_REQUIRED ACTION_
All the data below goes into the copy word for word, but the pictures don't.

_DATA TO PROCESS_
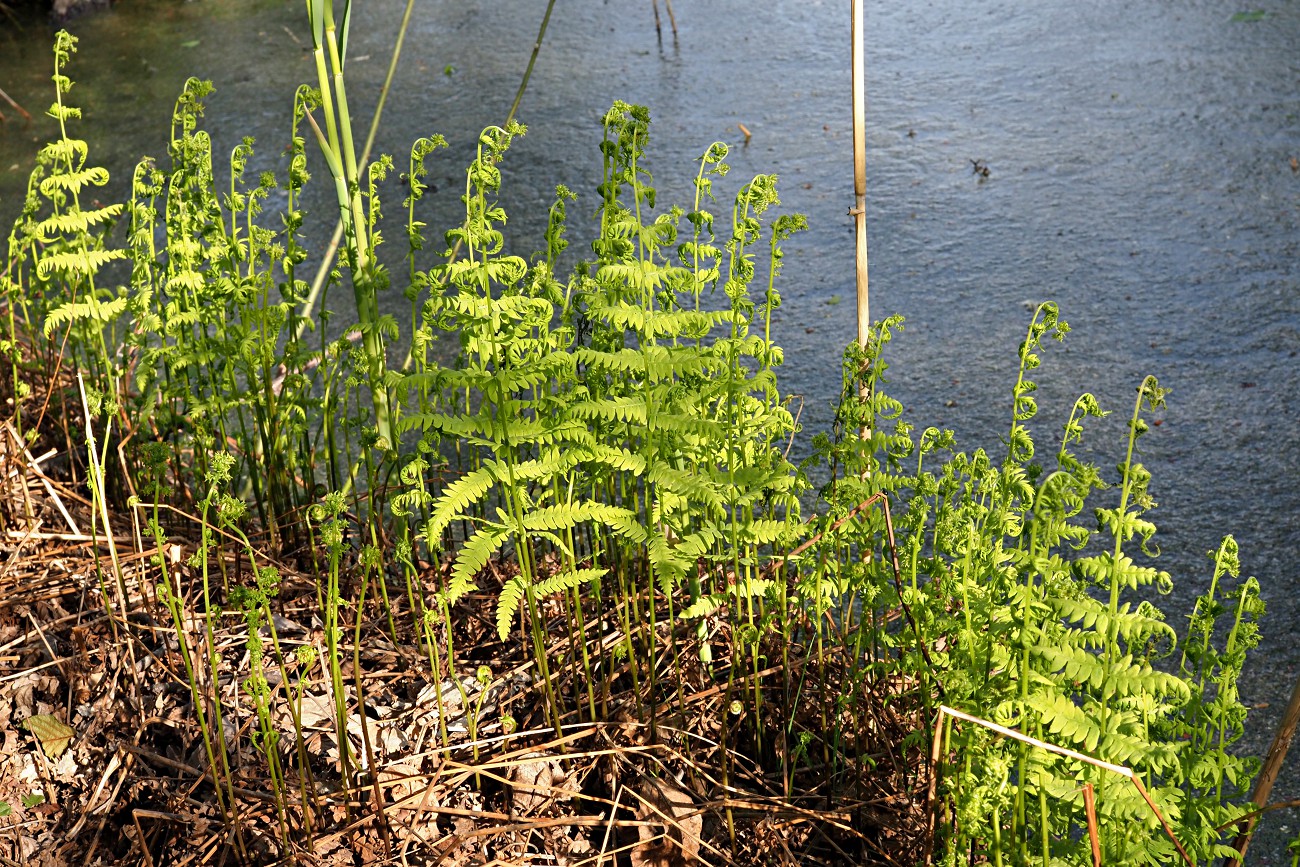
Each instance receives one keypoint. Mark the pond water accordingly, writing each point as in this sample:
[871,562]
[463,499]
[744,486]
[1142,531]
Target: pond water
[1140,172]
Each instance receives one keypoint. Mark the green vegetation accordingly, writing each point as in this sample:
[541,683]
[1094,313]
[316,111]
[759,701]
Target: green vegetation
[602,473]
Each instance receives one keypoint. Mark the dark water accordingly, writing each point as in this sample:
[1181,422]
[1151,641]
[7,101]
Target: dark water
[1140,174]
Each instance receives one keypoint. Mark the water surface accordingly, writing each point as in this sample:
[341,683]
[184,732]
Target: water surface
[1139,172]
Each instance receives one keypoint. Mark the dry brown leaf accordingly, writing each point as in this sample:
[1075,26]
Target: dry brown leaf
[533,783]
[676,841]
[52,732]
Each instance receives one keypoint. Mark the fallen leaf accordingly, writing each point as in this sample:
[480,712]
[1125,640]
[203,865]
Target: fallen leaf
[51,732]
[677,845]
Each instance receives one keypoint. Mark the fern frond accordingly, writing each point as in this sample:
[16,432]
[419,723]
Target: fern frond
[85,263]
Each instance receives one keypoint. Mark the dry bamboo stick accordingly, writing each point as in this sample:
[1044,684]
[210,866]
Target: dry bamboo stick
[1269,772]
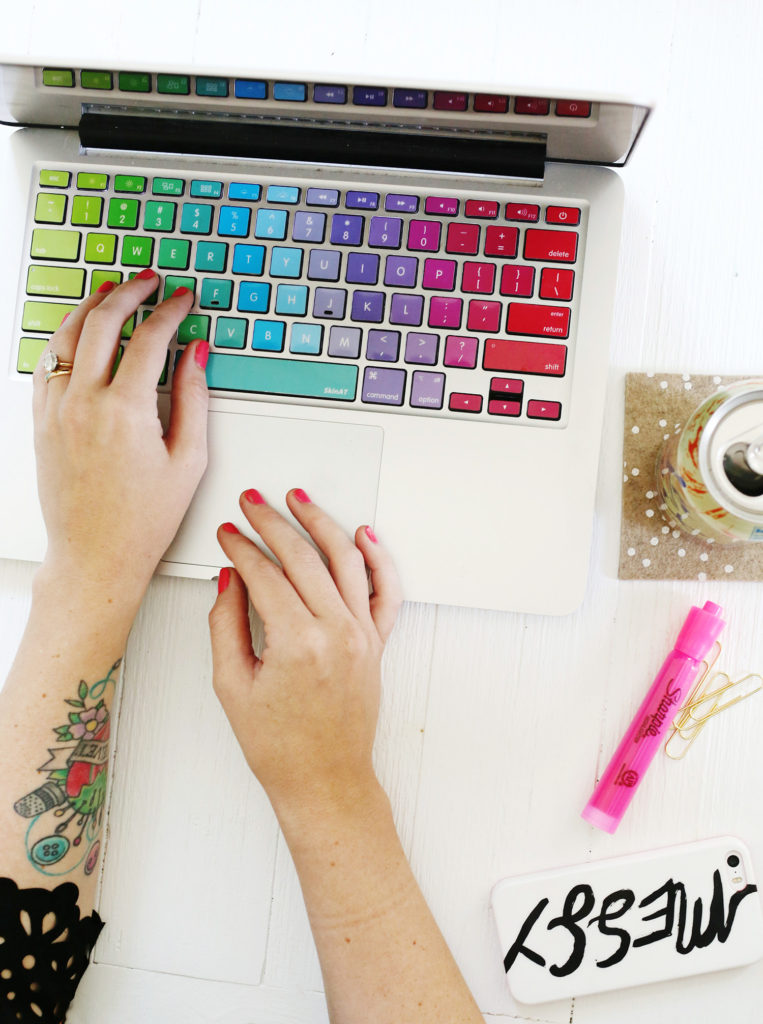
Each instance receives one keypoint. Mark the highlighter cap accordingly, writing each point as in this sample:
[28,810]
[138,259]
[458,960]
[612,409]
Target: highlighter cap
[700,632]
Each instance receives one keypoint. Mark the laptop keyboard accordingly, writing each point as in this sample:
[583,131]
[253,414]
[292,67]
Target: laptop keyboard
[410,302]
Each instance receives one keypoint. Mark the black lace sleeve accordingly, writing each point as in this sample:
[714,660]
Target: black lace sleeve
[44,950]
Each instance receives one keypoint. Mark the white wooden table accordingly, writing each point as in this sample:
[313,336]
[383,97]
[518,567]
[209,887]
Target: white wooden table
[493,726]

_PROBLEM SOLUTION_
Each instance receives one keypoint. Mark the pond water accordingly, writing each point as in this sample:
[871,562]
[463,499]
[744,486]
[1142,531]
Target: pond water
[1140,172]
Each instance receives one keypoint. Mark the green vegetation accordingly, writing each point as in this sample:
[541,683]
[1094,313]
[316,111]
[759,701]
Target: green vegetation
[602,473]
Each instance receives one keypoint. Mark the dark water accordingly, writing each point as in this sample:
[1181,422]
[1151,641]
[7,101]
Target: dark water
[1140,174]
Each instance receives one keypoint. Mark the water surface accordingly, writing each point as in this sample:
[341,683]
[184,732]
Target: water surface
[1139,172]
Each instance receives one keypoint. Mark the dry brown leaf accordingly, writing each point as in this sample:
[1075,26]
Target: dry brown leaf
[533,783]
[676,841]
[52,732]
Each instance receives one keypoint. Mark the fallen leaf accordingly, writing each point as in this sample:
[480,712]
[1125,640]
[203,865]
Target: fallen leaf
[51,732]
[677,845]
Each instance receives one keypoint. Mark the fern frond accordingly, writing each point as in this sample:
[16,432]
[419,723]
Target: fern frond
[85,263]
Each instance receives one keypoint. Mark the dry bamboo stick accordingly, writing each point as in this sample:
[1044,684]
[210,866]
Target: dry bamboo stick
[1269,772]
Each instance receives one keypoint. Mark the highlighter cap accordingly, writing each point as in this sample:
[28,810]
[138,259]
[458,960]
[612,409]
Target: highlighter cap
[700,632]
Each instance receives one keypoint. Mark the laptop keyboard accordingly, writing each point as in this sample:
[583,131]
[253,414]
[292,67]
Target: laptop keyboard
[410,302]
Each instance receives one keypoint. Mark the black lace sleeve accordingly, writing each point as in this sample:
[714,660]
Target: black lace sleeve
[44,950]
Each instance receives one keypoint. Mark the white wooden table accordingly, writing each point as in this sample:
[313,336]
[383,97]
[518,567]
[209,887]
Target: white wooden table
[493,726]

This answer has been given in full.